Try it — What lines below contain the word "turtle"? Please pull each one out.

Stored data entries:
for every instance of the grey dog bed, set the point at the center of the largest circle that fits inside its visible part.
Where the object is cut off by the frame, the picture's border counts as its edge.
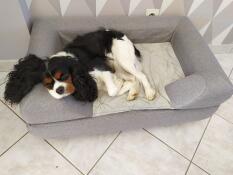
(194, 96)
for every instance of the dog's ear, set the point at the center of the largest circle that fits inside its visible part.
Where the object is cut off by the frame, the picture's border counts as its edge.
(85, 87)
(26, 74)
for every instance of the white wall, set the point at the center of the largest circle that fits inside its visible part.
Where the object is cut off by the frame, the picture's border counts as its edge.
(14, 35)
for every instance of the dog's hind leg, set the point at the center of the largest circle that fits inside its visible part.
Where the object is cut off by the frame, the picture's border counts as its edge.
(124, 53)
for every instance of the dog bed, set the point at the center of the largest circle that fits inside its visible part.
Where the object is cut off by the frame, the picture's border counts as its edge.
(161, 66)
(195, 93)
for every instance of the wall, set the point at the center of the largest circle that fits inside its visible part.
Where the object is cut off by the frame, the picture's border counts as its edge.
(14, 35)
(213, 18)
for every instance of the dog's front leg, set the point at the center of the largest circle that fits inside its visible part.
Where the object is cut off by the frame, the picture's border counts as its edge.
(112, 83)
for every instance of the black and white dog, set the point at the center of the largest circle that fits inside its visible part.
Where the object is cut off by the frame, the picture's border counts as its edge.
(104, 59)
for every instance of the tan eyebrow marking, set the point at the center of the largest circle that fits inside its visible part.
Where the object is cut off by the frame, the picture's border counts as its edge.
(47, 80)
(57, 75)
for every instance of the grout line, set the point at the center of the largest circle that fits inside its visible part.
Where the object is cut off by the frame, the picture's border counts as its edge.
(14, 144)
(198, 145)
(224, 118)
(64, 157)
(104, 153)
(201, 168)
(165, 144)
(13, 112)
(230, 73)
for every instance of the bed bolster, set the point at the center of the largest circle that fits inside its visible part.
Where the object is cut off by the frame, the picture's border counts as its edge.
(199, 91)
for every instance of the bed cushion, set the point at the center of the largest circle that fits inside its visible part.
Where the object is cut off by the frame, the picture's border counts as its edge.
(161, 66)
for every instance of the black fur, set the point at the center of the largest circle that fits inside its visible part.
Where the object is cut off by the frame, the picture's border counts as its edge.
(26, 74)
(89, 51)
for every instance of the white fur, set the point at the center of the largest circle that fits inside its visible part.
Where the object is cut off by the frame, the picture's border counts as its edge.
(123, 53)
(55, 86)
(109, 79)
(63, 54)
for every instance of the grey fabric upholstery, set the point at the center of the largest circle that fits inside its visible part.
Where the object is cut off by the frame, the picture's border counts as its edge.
(196, 59)
(196, 96)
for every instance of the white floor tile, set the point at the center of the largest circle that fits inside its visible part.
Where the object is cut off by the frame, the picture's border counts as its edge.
(194, 170)
(139, 153)
(216, 149)
(84, 151)
(222, 49)
(226, 110)
(183, 138)
(34, 156)
(11, 128)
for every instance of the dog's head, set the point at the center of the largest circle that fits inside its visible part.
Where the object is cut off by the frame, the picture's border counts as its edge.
(61, 75)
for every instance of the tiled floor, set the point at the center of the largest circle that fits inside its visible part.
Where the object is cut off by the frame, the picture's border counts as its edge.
(198, 148)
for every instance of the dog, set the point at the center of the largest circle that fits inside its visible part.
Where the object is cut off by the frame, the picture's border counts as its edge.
(100, 60)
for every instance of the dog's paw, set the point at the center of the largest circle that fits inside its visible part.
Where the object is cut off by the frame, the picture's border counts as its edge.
(113, 91)
(132, 96)
(119, 83)
(150, 94)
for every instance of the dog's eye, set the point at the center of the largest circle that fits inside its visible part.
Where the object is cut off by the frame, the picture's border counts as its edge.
(64, 77)
(49, 86)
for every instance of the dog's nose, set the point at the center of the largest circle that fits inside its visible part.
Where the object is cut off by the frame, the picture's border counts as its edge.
(60, 90)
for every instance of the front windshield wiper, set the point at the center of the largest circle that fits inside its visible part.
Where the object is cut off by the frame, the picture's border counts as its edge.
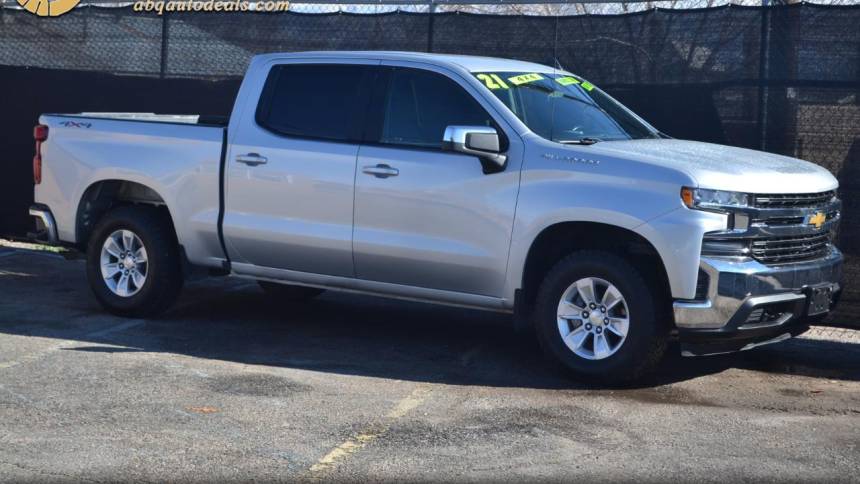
(580, 141)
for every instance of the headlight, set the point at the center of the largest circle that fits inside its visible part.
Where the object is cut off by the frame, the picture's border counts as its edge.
(703, 199)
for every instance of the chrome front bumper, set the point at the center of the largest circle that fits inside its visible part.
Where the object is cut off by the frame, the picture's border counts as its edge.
(737, 287)
(46, 227)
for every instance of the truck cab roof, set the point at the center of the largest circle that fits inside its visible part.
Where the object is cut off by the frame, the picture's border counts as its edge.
(467, 62)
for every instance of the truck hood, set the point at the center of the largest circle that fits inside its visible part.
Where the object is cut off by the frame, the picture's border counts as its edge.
(725, 167)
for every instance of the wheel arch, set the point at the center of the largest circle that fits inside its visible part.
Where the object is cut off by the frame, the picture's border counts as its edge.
(558, 240)
(103, 195)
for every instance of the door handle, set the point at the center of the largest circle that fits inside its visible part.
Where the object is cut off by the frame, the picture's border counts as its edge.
(252, 159)
(381, 171)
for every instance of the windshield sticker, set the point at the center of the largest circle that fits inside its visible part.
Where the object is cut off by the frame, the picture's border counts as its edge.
(492, 81)
(524, 79)
(566, 81)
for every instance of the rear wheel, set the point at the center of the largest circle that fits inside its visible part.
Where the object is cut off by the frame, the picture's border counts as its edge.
(133, 262)
(288, 292)
(596, 316)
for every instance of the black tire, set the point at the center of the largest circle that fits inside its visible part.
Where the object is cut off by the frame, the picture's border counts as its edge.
(647, 334)
(164, 279)
(287, 292)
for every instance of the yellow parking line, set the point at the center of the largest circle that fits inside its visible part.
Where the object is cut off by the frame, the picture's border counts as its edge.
(365, 437)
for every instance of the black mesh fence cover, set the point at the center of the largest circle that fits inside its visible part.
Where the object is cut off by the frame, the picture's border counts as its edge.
(784, 79)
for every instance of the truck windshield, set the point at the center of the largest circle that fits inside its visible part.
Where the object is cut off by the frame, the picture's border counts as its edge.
(565, 108)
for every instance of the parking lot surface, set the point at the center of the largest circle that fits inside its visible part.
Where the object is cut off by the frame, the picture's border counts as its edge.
(233, 385)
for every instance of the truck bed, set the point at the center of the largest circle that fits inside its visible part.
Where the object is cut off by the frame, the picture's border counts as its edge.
(177, 156)
(198, 119)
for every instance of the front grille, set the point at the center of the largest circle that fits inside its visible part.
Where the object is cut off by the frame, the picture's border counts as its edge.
(790, 249)
(793, 200)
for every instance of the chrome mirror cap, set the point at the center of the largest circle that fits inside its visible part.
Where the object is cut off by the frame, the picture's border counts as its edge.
(480, 141)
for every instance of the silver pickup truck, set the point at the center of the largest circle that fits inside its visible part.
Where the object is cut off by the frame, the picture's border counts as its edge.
(487, 183)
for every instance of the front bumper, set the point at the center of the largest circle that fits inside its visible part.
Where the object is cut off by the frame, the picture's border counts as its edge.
(749, 304)
(46, 227)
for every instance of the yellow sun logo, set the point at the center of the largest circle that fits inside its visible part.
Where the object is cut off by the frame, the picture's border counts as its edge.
(817, 220)
(48, 8)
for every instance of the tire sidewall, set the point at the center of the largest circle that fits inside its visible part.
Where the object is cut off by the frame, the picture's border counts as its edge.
(155, 258)
(642, 329)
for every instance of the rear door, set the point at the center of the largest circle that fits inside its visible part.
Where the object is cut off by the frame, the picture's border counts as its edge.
(426, 217)
(291, 170)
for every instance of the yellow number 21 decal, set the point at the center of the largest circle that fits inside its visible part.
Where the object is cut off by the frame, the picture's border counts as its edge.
(566, 81)
(525, 78)
(492, 81)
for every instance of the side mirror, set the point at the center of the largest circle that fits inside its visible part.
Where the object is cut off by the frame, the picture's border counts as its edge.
(480, 141)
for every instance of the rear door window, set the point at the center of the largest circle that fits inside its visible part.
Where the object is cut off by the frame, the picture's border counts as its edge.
(319, 101)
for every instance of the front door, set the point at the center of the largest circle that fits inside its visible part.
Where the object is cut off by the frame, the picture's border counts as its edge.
(427, 217)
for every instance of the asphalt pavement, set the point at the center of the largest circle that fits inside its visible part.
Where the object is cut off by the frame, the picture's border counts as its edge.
(232, 385)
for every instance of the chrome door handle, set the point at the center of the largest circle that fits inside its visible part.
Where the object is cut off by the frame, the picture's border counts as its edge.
(252, 159)
(381, 171)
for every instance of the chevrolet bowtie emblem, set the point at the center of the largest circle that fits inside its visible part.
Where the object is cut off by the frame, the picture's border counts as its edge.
(818, 219)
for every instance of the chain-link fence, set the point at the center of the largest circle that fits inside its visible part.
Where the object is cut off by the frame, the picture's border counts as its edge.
(784, 79)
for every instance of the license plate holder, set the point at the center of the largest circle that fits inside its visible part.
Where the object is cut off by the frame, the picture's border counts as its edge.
(820, 298)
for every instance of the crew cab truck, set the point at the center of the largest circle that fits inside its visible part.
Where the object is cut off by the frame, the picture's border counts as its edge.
(487, 183)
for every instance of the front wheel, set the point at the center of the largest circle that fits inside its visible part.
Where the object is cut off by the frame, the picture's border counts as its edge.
(133, 262)
(596, 316)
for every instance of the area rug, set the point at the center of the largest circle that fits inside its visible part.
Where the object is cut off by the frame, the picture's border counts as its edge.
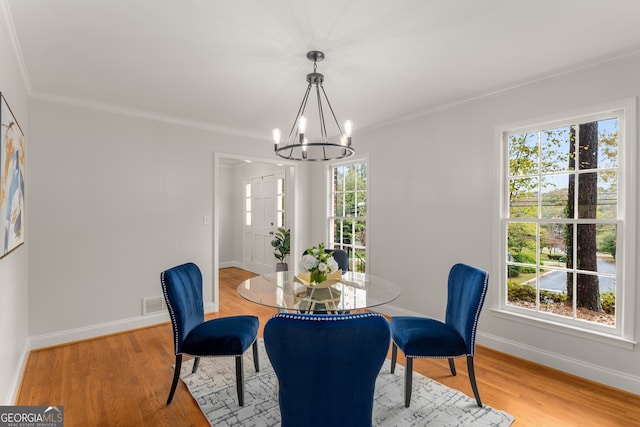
(213, 386)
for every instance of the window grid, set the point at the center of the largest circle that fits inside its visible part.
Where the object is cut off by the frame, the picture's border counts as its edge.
(536, 178)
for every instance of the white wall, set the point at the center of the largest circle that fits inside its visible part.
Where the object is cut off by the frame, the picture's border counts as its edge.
(432, 189)
(13, 267)
(114, 200)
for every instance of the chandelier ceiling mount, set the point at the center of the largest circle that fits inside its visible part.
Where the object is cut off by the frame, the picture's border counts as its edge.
(321, 148)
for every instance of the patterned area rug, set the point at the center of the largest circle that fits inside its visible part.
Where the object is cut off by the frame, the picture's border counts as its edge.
(214, 388)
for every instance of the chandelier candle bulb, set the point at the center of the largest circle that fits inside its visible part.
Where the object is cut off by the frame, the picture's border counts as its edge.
(276, 137)
(302, 128)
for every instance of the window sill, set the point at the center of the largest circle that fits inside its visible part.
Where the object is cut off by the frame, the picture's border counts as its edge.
(573, 331)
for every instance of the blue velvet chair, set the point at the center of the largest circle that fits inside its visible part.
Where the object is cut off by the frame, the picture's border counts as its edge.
(326, 366)
(424, 337)
(227, 336)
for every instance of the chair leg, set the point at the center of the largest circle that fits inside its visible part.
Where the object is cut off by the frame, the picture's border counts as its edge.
(452, 366)
(472, 378)
(240, 380)
(394, 356)
(408, 380)
(176, 377)
(256, 361)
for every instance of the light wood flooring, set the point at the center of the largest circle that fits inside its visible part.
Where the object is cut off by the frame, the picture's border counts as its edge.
(124, 379)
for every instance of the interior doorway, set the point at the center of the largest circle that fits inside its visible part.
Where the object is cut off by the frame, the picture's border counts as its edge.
(236, 244)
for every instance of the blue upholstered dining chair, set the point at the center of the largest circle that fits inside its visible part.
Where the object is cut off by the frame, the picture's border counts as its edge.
(326, 366)
(424, 337)
(192, 335)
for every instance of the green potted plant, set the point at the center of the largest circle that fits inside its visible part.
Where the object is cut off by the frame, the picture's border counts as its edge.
(282, 247)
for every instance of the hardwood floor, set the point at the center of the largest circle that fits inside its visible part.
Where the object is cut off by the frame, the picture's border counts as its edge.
(124, 380)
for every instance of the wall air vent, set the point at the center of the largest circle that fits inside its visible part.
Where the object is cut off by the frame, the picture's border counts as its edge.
(153, 305)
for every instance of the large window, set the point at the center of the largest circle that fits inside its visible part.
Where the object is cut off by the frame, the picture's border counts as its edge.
(348, 217)
(565, 216)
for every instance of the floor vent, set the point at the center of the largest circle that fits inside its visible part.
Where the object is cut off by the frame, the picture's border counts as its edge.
(153, 305)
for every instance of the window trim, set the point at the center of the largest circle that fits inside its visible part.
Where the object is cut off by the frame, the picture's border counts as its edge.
(329, 203)
(624, 333)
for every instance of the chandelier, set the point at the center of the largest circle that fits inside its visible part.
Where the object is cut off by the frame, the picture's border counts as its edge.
(297, 146)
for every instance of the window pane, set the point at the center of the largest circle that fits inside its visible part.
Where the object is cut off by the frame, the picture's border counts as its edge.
(553, 244)
(523, 154)
(596, 299)
(523, 200)
(607, 240)
(608, 143)
(587, 248)
(555, 196)
(607, 195)
(521, 289)
(587, 195)
(337, 231)
(553, 292)
(555, 145)
(361, 203)
(521, 238)
(359, 233)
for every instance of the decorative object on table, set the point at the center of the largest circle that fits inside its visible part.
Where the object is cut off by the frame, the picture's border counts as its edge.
(224, 336)
(318, 263)
(297, 145)
(12, 167)
(341, 378)
(282, 247)
(319, 271)
(455, 337)
(434, 404)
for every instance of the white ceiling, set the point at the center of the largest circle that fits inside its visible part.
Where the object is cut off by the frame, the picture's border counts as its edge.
(240, 66)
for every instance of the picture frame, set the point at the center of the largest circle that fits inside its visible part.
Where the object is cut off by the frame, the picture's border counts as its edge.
(12, 178)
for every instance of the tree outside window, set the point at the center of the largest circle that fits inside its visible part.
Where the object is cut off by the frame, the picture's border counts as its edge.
(561, 220)
(348, 218)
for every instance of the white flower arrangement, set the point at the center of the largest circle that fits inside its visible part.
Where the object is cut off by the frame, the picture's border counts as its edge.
(318, 263)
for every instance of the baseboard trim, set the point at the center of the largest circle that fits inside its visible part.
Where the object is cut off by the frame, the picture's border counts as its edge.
(610, 377)
(12, 395)
(93, 331)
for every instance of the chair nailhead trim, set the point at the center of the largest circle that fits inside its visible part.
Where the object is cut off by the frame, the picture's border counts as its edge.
(330, 318)
(172, 313)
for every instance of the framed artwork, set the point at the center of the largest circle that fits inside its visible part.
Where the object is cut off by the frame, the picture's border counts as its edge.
(11, 181)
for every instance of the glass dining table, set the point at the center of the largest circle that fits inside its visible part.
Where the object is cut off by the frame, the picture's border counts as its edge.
(355, 291)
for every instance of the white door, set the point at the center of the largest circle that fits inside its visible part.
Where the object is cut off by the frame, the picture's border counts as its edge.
(260, 224)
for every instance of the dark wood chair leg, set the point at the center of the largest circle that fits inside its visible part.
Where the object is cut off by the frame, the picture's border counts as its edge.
(452, 366)
(394, 356)
(472, 378)
(408, 380)
(256, 361)
(176, 377)
(240, 380)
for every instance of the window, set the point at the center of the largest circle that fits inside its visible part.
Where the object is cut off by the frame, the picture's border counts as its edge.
(565, 215)
(348, 217)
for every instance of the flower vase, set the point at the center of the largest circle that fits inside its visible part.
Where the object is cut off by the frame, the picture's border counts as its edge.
(317, 276)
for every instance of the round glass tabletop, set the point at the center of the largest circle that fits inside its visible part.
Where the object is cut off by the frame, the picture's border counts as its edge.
(355, 291)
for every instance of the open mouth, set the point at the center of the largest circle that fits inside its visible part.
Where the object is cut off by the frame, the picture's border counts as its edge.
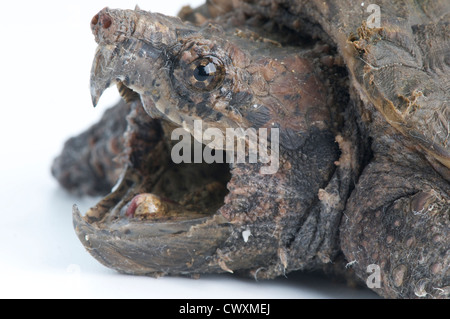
(161, 217)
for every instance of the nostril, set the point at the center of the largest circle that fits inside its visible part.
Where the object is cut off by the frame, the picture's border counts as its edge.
(94, 20)
(106, 21)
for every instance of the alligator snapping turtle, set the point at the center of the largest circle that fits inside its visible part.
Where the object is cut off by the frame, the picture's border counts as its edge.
(359, 99)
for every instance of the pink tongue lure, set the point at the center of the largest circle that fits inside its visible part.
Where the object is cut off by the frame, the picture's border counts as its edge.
(150, 204)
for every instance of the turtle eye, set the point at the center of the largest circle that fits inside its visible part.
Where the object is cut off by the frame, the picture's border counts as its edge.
(205, 74)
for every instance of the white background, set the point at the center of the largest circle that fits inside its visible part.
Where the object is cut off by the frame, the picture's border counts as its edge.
(46, 49)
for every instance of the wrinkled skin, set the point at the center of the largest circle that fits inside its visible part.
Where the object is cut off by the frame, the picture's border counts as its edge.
(364, 156)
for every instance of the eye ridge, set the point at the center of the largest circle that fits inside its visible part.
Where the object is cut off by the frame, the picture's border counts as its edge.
(203, 72)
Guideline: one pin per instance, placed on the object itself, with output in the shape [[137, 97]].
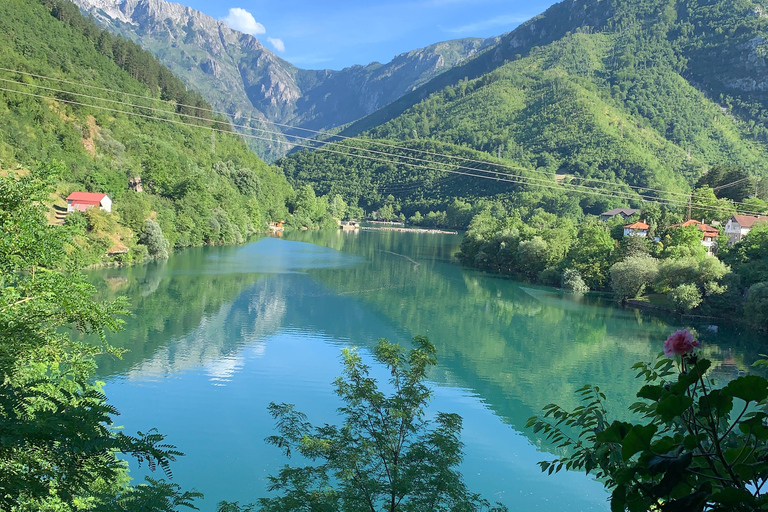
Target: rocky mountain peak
[[237, 74]]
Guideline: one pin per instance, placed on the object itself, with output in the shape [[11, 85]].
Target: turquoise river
[[217, 333]]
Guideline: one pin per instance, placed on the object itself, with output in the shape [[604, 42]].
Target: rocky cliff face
[[238, 75]]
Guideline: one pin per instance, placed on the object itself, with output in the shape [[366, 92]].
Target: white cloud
[[278, 44], [508, 21], [243, 21]]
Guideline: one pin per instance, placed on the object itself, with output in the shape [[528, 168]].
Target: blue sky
[[339, 33]]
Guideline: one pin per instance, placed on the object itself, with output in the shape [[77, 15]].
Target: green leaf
[[651, 392], [716, 400], [756, 425], [731, 497], [637, 439], [750, 388], [615, 433]]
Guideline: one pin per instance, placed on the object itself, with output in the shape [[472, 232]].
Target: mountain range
[[241, 77], [646, 93]]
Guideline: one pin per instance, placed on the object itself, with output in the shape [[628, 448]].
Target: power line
[[320, 132], [586, 190], [506, 178], [495, 174]]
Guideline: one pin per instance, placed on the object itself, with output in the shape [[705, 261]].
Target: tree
[[696, 446], [629, 278], [153, 238], [686, 297], [591, 255], [683, 242], [337, 207], [57, 445], [385, 456], [532, 255], [756, 306]]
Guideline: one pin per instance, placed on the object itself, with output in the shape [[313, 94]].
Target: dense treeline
[[140, 64], [424, 193], [669, 267], [577, 107], [196, 186], [609, 103]]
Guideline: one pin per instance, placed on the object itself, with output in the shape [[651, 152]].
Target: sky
[[333, 34]]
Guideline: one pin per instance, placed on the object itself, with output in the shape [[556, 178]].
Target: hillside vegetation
[[650, 94], [199, 187]]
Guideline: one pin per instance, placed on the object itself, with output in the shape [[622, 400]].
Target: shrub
[[756, 306], [76, 220], [153, 238], [696, 447], [630, 277], [572, 281], [686, 297]]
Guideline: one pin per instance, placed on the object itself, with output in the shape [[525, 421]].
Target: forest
[[106, 117]]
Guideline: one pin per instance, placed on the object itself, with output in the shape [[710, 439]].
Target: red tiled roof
[[86, 197], [747, 221], [706, 228]]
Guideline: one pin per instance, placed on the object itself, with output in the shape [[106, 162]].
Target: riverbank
[[409, 230]]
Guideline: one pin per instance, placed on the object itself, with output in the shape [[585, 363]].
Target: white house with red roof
[[739, 225], [709, 233], [81, 201]]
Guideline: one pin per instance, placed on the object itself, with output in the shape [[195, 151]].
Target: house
[[81, 201], [624, 212], [738, 226], [636, 229], [710, 234]]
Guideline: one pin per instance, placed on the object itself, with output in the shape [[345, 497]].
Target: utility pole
[[690, 201]]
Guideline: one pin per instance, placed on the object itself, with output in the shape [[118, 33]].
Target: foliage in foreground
[[58, 450], [386, 456], [696, 447]]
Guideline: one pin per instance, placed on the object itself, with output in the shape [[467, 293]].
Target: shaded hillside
[[719, 47], [200, 188], [240, 76]]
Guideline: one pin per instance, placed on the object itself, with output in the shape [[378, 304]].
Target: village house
[[81, 201], [710, 234], [636, 229], [738, 226], [624, 212]]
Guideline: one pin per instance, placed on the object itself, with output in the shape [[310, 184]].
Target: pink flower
[[680, 342]]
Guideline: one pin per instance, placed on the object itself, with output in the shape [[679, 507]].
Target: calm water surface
[[218, 333]]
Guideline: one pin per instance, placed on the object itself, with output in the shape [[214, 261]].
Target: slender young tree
[[386, 456]]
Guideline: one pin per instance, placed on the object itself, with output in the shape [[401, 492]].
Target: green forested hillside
[[650, 94], [200, 188]]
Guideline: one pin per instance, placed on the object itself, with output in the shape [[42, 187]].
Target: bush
[[686, 297], [630, 277], [696, 447], [572, 281], [153, 238], [756, 306], [76, 220]]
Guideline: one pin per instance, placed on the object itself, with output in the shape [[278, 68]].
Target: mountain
[[102, 112], [648, 93], [238, 75]]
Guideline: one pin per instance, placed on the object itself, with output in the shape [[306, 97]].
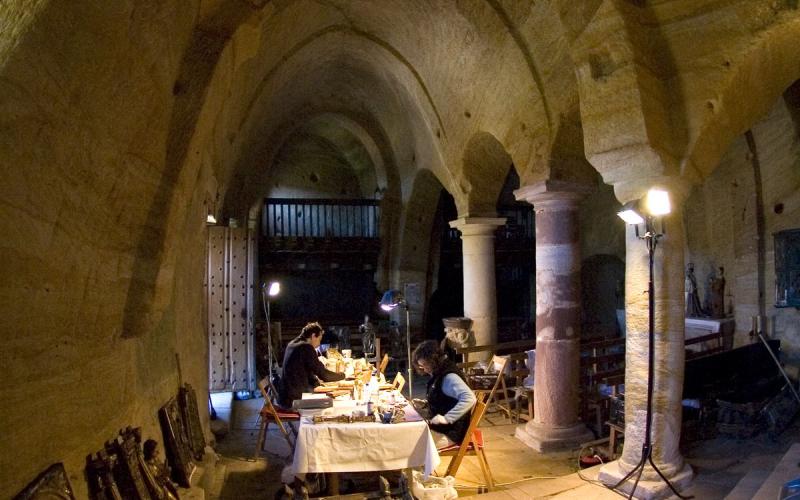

Completed task —
for every instance of the alligator snapping turtle, set the point at the center of the largest circle that fits inside its visible part.
for every instance of the turtle eye, set the point at the center of the largest circle that fits inside its visible part.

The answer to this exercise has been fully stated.